Required task:
Tally the lines in the items below that contain the word "tree" and give only that number.

Data for this exercise:
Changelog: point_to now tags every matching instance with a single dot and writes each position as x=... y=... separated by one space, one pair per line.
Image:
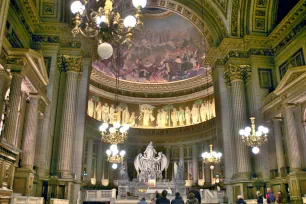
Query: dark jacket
x=162 y=200
x=240 y=201
x=197 y=194
x=260 y=199
x=177 y=200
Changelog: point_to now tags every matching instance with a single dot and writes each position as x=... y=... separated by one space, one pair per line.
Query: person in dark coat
x=163 y=199
x=178 y=199
x=240 y=200
x=196 y=193
x=259 y=197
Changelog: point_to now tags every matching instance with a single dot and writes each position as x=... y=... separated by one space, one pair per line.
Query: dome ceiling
x=168 y=49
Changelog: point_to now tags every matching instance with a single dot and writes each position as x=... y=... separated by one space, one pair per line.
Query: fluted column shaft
x=281 y=163
x=240 y=118
x=3 y=82
x=100 y=162
x=194 y=163
x=89 y=159
x=4 y=6
x=182 y=155
x=68 y=119
x=295 y=160
x=10 y=132
x=29 y=136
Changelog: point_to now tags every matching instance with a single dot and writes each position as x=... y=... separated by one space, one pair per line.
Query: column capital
x=237 y=72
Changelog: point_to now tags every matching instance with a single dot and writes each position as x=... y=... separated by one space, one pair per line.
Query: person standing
x=178 y=199
x=270 y=196
x=259 y=197
x=163 y=199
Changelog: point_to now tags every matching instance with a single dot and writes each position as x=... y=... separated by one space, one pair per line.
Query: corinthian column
x=10 y=129
x=295 y=160
x=236 y=75
x=280 y=158
x=68 y=117
x=194 y=163
x=30 y=130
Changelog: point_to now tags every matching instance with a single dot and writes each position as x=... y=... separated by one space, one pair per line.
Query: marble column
x=89 y=159
x=168 y=157
x=67 y=130
x=3 y=83
x=99 y=163
x=30 y=130
x=10 y=130
x=236 y=75
x=194 y=163
x=295 y=157
x=182 y=155
x=279 y=148
x=4 y=6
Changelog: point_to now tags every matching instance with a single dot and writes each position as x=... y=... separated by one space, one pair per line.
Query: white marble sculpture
x=149 y=166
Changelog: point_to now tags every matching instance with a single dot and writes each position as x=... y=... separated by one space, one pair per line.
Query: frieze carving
x=188 y=84
x=237 y=72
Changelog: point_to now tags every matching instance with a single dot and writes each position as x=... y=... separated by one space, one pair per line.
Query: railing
x=26 y=200
x=58 y=201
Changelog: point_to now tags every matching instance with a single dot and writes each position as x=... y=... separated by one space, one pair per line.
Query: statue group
x=149 y=166
x=169 y=116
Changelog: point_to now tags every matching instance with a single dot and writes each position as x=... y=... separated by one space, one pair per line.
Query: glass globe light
x=76 y=6
x=117 y=125
x=242 y=132
x=114 y=166
x=247 y=129
x=108 y=152
x=105 y=50
x=265 y=130
x=255 y=150
x=139 y=3
x=100 y=19
x=113 y=148
x=129 y=21
x=122 y=153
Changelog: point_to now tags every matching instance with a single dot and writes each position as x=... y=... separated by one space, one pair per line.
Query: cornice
x=183 y=86
x=137 y=100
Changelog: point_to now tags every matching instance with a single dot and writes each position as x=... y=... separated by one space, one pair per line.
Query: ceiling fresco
x=166 y=50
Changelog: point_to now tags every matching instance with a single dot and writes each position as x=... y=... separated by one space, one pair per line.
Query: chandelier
x=99 y=19
x=211 y=157
x=254 y=138
x=114 y=156
x=116 y=134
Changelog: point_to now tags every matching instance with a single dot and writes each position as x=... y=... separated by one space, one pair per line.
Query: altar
x=149 y=167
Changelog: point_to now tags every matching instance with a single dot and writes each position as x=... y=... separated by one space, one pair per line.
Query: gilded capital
x=237 y=72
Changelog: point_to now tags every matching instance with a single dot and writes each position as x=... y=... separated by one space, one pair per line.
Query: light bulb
x=265 y=130
x=129 y=21
x=105 y=50
x=122 y=153
x=100 y=19
x=108 y=152
x=242 y=132
x=117 y=125
x=76 y=6
x=139 y=3
x=255 y=150
x=113 y=148
x=114 y=166
x=247 y=129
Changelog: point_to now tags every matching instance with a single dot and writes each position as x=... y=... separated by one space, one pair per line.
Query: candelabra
x=211 y=157
x=114 y=135
x=95 y=19
x=254 y=138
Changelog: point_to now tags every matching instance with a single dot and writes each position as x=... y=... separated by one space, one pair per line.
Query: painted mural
x=166 y=50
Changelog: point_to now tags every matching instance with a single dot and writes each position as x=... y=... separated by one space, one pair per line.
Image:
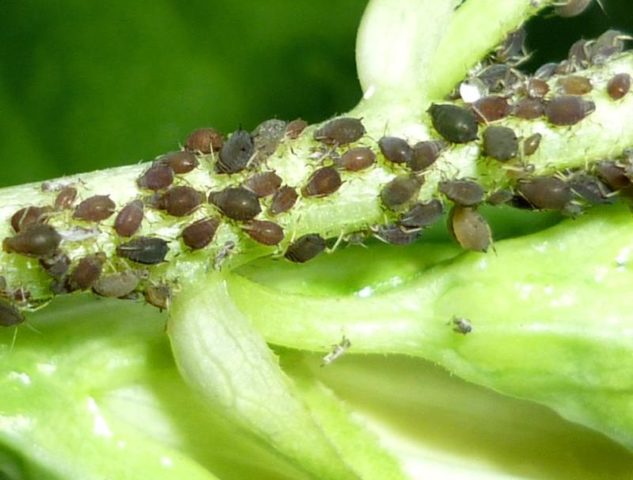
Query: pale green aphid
x=93 y=393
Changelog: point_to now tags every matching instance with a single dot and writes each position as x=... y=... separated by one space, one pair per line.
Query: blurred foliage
x=87 y=85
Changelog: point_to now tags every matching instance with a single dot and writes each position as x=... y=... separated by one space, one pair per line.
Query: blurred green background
x=87 y=85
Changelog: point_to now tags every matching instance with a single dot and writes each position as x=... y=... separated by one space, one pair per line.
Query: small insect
x=619 y=85
x=200 y=233
x=323 y=181
x=356 y=159
x=157 y=177
x=145 y=250
x=395 y=149
x=237 y=203
x=455 y=124
x=204 y=140
x=338 y=350
x=500 y=143
x=95 y=208
x=466 y=193
x=340 y=131
x=236 y=152
x=305 y=248
x=568 y=109
x=129 y=219
x=36 y=240
x=400 y=191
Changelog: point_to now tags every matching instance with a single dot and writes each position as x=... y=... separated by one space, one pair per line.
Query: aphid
x=531 y=144
x=237 y=203
x=235 y=153
x=200 y=233
x=28 y=216
x=36 y=240
x=116 y=285
x=129 y=219
x=575 y=85
x=425 y=154
x=500 y=143
x=549 y=193
x=157 y=177
x=204 y=140
x=619 y=85
x=323 y=181
x=469 y=228
x=86 y=272
x=568 y=110
x=340 y=131
x=400 y=191
x=305 y=248
x=182 y=161
x=264 y=232
x=9 y=315
x=338 y=350
x=145 y=250
x=180 y=201
x=395 y=149
x=355 y=159
x=463 y=192
x=491 y=108
x=455 y=124
x=95 y=208
x=263 y=184
x=422 y=215
x=65 y=198
x=528 y=108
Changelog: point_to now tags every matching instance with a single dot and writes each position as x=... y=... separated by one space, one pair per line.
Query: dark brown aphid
x=200 y=233
x=28 y=216
x=549 y=193
x=424 y=154
x=324 y=181
x=422 y=215
x=531 y=144
x=9 y=315
x=500 y=143
x=619 y=85
x=575 y=85
x=356 y=159
x=180 y=201
x=295 y=127
x=399 y=191
x=263 y=184
x=95 y=208
x=491 y=108
x=455 y=124
x=340 y=131
x=236 y=203
x=180 y=162
x=116 y=285
x=568 y=110
x=129 y=219
x=145 y=250
x=65 y=198
x=469 y=228
x=204 y=140
x=264 y=232
x=235 y=153
x=528 y=108
x=395 y=149
x=36 y=240
x=283 y=200
x=305 y=248
x=86 y=272
x=157 y=177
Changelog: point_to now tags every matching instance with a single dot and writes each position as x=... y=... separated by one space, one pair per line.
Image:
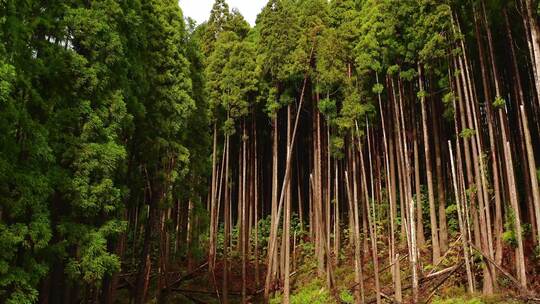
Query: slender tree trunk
x=213 y=211
x=429 y=173
x=243 y=214
x=287 y=220
x=462 y=229
x=227 y=224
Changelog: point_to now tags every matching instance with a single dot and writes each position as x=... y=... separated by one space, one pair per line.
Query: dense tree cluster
x=396 y=137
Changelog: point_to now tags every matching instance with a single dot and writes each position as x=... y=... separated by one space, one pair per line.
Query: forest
x=338 y=151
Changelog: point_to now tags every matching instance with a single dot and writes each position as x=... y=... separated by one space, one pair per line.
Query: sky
x=199 y=10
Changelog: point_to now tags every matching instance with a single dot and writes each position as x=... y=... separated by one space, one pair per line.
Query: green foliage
x=312 y=292
x=346 y=296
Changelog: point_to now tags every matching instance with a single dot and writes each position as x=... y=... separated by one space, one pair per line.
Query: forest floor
x=199 y=286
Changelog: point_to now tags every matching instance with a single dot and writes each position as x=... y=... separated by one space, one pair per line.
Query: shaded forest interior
x=342 y=151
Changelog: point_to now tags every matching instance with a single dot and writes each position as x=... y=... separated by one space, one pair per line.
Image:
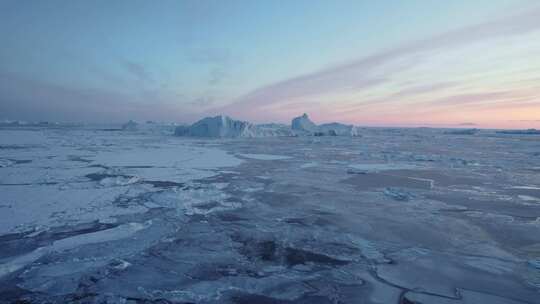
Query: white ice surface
x=264 y=156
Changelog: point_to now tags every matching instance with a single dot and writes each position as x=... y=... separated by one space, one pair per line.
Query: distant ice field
x=104 y=215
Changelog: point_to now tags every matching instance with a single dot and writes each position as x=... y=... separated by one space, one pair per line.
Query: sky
x=376 y=63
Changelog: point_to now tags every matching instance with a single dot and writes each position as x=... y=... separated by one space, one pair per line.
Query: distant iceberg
x=219 y=126
x=130 y=126
x=303 y=124
x=226 y=127
x=520 y=132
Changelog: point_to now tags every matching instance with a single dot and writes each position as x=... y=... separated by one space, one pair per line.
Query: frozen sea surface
x=395 y=216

Solution to the exercise:
2